• _Work request_: Please repeat all of the records, keeping every word unchanged.

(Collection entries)
┄┄┄┄┄┄┄┄┄┄┄┄┄┄┄┄┄┄┄┄
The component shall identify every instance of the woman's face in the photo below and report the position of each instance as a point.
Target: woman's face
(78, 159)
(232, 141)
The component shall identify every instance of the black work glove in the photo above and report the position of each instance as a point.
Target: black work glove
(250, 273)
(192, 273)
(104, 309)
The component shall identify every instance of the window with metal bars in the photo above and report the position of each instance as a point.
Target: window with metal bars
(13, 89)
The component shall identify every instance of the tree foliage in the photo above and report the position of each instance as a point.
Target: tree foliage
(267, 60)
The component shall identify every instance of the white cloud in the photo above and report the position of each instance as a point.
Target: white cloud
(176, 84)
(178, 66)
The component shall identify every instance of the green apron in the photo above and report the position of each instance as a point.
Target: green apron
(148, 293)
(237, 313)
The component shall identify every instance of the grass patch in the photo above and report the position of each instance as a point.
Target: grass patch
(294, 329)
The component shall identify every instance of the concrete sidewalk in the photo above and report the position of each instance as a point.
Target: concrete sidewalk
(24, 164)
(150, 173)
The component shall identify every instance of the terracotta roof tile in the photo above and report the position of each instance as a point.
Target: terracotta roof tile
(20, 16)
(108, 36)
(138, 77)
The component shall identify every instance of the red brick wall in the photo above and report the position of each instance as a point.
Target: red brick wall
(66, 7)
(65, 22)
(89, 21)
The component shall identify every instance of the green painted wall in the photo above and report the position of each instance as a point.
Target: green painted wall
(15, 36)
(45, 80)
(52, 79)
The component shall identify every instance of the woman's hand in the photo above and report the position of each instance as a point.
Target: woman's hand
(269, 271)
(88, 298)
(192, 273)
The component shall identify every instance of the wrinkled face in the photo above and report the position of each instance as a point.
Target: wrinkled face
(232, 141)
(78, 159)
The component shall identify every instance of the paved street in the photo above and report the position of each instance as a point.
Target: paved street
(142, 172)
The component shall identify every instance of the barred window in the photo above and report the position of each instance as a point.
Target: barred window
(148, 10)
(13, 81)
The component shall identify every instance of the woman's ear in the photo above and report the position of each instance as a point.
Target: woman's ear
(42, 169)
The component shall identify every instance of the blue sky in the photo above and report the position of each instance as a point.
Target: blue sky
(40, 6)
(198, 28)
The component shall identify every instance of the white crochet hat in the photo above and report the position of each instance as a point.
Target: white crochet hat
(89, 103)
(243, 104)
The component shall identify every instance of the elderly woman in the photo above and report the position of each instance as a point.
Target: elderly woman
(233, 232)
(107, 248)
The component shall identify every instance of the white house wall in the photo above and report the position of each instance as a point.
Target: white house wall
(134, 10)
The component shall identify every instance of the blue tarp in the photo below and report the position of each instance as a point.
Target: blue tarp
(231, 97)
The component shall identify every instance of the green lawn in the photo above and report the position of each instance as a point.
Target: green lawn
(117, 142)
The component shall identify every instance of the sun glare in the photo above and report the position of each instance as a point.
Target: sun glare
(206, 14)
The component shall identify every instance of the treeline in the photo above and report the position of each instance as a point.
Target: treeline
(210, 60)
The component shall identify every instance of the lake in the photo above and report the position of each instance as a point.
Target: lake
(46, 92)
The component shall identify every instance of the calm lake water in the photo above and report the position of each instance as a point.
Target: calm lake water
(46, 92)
┄┄┄┄┄┄┄┄┄┄┄┄┄┄┄┄┄┄┄┄
• _Solution to the problem_:
The component shall identify every instance of the woman's face in the photo below and report the position of each instance as a point.
Target: woman's face
(78, 159)
(232, 141)
The component shall identify every instance of the black work glove in the photo above and report the position of each instance as a point.
Target: black work glove
(250, 273)
(192, 273)
(104, 309)
The component shall identify every instance of the window with metal bars in the photo above and report the position of each instance as a point.
Target: window with metal bars
(13, 89)
The component shall identify every instance of the tree foliage in the photo above and report the position of each instance as a point.
Target: tree foliage
(267, 60)
The component shall identify every instance of the white cloud in the photo above and report the position of each instance as a point.
Target: white cloud
(176, 84)
(178, 66)
The component shall identify every instance of the green apron in the photo above and report the position of each instance as a point.
Target: green apron
(148, 293)
(237, 313)
The component shall identify every instance of the grass patch in the photo above and report the position of each instance as a point.
Target: grass patch
(294, 329)
The component shall identify every instance of the concrete sidewalk in the photo above and report the position of each instance as a point.
Target: concrete sidewalk
(24, 164)
(150, 173)
The component shall identify every instance of the terracotta roof tile in the photo above and report the position of each instance as a point.
Target: terracotta roof tile
(20, 16)
(108, 36)
(138, 77)
The component shall identify every instance of the red brick wall in the photo above and report the position of each instance as a point.
Target: red brick wall
(66, 7)
(65, 22)
(89, 21)
The component shall identify every instance of the green painted wall in the photo above and report the position of each instance as a point.
Target: green painted wall
(15, 36)
(45, 80)
(52, 79)
The component shall identify every instance of the woman's hand in the photo above and report the position of each instance as a point.
Target: woman's hand
(269, 271)
(88, 298)
(192, 273)
The component shall identify every instance of the wrinkled face in the photo above and report the position of each instance as a point.
Target: wrinkled face
(232, 141)
(78, 159)
The component shall identify every instance of the paved street in the photo above and report the position of each instance as a point.
Target: paved street
(142, 172)
The component shall identify every instance of the barred window in the photo above and report the position of each instance as a point.
Target: barred window
(148, 10)
(13, 81)
The component shall identify every instance of the woman's ear in the photo above and report the position of each instance as a point.
Target: woman's ear
(42, 169)
The component shall identify every instance of the blue sky in the photo above and report the position of each instance as a point.
Target: blue sky
(40, 6)
(198, 28)
The component shall identify every instance of the white crochet hat in the photo above and report the position of each instance as a point.
Target: white crochet hat
(89, 103)
(243, 104)
The component shall identify every instance of the elderly woman in the photo above and report the position of each instance as a point.
Target: elderly woman
(233, 232)
(107, 248)
The component shall identify every instance of the white house wall in the photo above and report the position of each instance as a point.
Target: white house wall
(134, 10)
The component shall identify every instance of the blue tarp in the photo below and report the position of each instance as a point.
Target: blue tarp
(231, 97)
The component shall identify every instance of the green lawn in the photo above and report the position of each instance as a point.
Target: green lawn
(117, 142)
The component shall identify every instance of the sun glare in the photo above and report the position of each instance as a point.
Target: sun glare
(206, 14)
The component shall identify every instance of the treeline in the photo above and report the position of each instance as a point.
Target: treeline
(210, 60)
The component shall identify every instance of the lake in the photo above and report the position of each instance as a point.
Target: lake
(46, 92)
The component shall identify every instance of the calm lake water in the photo above and report the position of each instance as a point.
Target: calm lake water
(46, 92)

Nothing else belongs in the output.